### O que se pede
Para cada afirmação a seguir, diga sim ou não conforme concorde ou não com o relato e cite as palavras exatas do relato que decidem: 1. A explosão aconteceu perto do arame farpado. 2. Junto à armadilha foram postas garrafas de cerveja com munições. 3. Durante a noite houve um ataque ao aquartelamento.

### Texto
————————
Pelas dez horas da noite, sensivelmente, explodiu uma das armadilhas que deixei do outro lado da bolanha, precisamente a que tinha mais potência. A explosão teve lugar a cerca de dois quilómetros, mas pareceu-nos que aconteceu mesmo ao lado do arame farpado. Efectivamente, para além da carga normal, eu coloquei ao lado da armadilha bastantes granadas velhas e garrafas de cerveja cheias de munições de G3, já fora de uso. Daí que o rebentamento, de todos aqueles explosivos, tenha causado um barulho terrível Mesmo brutal...
As casas dos nativos estremeceram e as paredes largaram caliça. Foi um barulho enorme. Medonho...
Depois, disparei para o local algumas granadas de morteiro 81mm, os soldados e a população mantiveram-se nos abrigos, armas em punho, tudo pronto a abrir fogo ao mais pequeno sinal, à espera que o pior acontecesse.

E um silêncio profundo dominou a tabanca e o aquartelamento durante algumas longas horas, feitas de stress e angustiosa expectativa. Aquela foi para todos uma longa noite, em que o tempo dava a sensação de estar parado. Mas nada de anormal aconteceu. Mesmo nada. Foi mais uma noite igual a tantas outras. Mantivemo-nos é certo, mais atentos, à espera, mas não fomos minimamente incomodados. Apenas o medo nos incomodou... O medo que obriga as pessoas a estar despertas, sempre à espera, o medo que nos rouba o sono e que faz todos os homens corajosos e heróis.
————————
### Dados fornecidos
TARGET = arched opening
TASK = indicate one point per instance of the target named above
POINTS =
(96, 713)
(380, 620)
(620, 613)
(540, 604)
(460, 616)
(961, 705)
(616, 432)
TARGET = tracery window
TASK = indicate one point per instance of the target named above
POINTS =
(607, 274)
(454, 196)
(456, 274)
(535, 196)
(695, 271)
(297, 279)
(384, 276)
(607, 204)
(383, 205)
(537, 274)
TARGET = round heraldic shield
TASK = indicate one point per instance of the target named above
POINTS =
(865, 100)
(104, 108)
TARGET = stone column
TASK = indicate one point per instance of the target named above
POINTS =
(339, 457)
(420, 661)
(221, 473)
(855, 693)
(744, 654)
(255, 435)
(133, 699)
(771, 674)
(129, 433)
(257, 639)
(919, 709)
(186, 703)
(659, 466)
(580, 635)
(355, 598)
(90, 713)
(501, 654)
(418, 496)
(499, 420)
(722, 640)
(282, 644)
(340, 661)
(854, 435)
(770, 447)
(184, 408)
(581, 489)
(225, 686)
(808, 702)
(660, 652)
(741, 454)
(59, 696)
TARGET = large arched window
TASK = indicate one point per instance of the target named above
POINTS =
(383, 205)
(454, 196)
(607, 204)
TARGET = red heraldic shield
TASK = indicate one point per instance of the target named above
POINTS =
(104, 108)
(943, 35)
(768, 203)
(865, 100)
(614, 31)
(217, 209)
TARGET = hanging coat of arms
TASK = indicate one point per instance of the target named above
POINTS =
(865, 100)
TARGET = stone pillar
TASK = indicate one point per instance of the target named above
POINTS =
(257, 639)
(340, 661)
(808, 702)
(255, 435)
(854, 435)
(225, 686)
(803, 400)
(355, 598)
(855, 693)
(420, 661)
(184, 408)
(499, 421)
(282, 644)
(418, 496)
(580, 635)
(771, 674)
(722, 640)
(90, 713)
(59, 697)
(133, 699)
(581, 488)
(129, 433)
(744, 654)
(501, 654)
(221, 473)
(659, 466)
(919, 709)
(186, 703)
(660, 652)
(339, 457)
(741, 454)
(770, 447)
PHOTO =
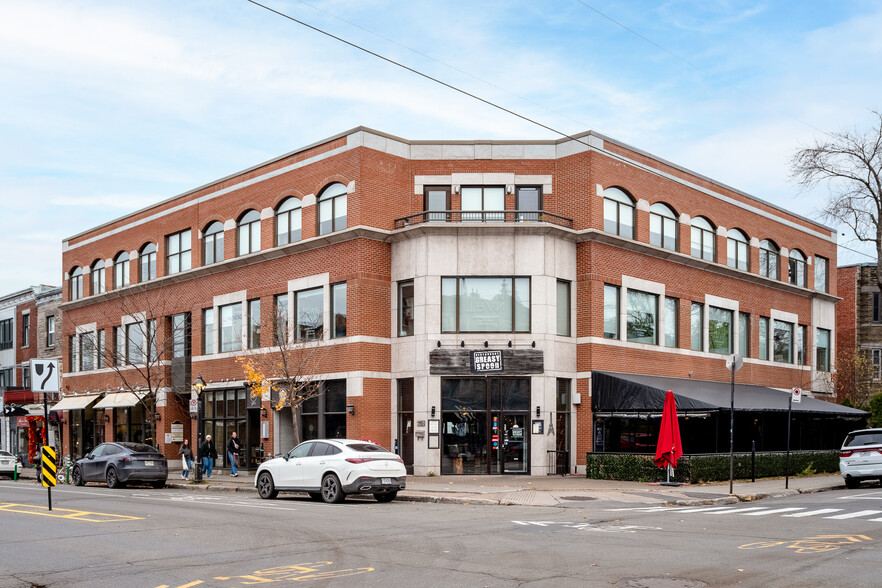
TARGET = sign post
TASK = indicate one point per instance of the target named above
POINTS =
(44, 379)
(795, 396)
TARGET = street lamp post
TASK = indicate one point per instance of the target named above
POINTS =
(198, 387)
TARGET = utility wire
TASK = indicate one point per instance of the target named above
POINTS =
(419, 73)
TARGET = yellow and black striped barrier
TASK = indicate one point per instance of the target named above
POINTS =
(49, 468)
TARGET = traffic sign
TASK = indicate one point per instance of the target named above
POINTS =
(44, 375)
(49, 467)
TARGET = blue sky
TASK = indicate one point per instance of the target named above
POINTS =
(107, 107)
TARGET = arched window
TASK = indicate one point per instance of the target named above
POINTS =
(288, 221)
(618, 213)
(736, 250)
(213, 243)
(147, 262)
(797, 268)
(662, 226)
(98, 277)
(248, 232)
(769, 254)
(121, 270)
(704, 239)
(332, 209)
(76, 283)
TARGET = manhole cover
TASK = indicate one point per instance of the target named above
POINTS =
(661, 583)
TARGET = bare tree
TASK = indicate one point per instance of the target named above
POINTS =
(851, 164)
(287, 369)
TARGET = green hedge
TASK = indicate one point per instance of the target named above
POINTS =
(708, 468)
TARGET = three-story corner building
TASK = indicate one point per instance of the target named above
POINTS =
(480, 306)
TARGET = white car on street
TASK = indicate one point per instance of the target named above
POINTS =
(861, 457)
(329, 469)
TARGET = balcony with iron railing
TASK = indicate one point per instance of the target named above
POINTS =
(483, 216)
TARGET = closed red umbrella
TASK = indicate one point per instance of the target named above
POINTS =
(669, 446)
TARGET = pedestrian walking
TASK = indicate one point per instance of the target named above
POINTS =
(208, 453)
(186, 453)
(233, 447)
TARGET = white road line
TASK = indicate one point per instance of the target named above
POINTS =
(773, 511)
(854, 515)
(812, 513)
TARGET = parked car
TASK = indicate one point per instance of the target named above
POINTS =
(7, 463)
(117, 464)
(329, 469)
(861, 457)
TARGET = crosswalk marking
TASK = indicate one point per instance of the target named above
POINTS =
(773, 511)
(812, 513)
(853, 515)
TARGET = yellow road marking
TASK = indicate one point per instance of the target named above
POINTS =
(66, 513)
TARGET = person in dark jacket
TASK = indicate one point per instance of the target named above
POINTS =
(233, 448)
(208, 453)
(186, 454)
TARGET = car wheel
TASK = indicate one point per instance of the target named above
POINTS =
(386, 496)
(265, 487)
(113, 479)
(331, 490)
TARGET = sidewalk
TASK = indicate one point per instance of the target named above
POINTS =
(550, 490)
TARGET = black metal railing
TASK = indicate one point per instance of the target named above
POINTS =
(484, 216)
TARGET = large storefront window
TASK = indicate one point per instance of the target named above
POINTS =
(485, 305)
(485, 425)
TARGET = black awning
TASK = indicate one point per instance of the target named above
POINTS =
(638, 393)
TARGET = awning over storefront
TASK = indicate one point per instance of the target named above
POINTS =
(76, 402)
(119, 400)
(617, 393)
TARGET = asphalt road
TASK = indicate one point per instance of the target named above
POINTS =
(137, 537)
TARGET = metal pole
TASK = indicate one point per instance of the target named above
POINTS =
(787, 471)
(732, 432)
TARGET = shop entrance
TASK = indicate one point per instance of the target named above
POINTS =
(485, 425)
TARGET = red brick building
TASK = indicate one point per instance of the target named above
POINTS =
(458, 297)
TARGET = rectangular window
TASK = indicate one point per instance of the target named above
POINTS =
(821, 273)
(309, 312)
(476, 201)
(783, 342)
(338, 310)
(563, 308)
(744, 334)
(280, 322)
(823, 350)
(720, 330)
(87, 351)
(254, 323)
(230, 327)
(177, 252)
(134, 343)
(485, 305)
(6, 334)
(642, 317)
(764, 338)
(696, 324)
(671, 318)
(405, 309)
(50, 331)
(209, 331)
(610, 312)
(801, 345)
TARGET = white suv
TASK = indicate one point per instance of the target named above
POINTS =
————————
### Resposta
1. Não: "A explosão teve lugar a cerca de dois quilómetros".
2. Sim: "garrafas de cerveja cheias de munições de G3, já fora de uso".
3. Não: "Mas nada de anormal aconteceu."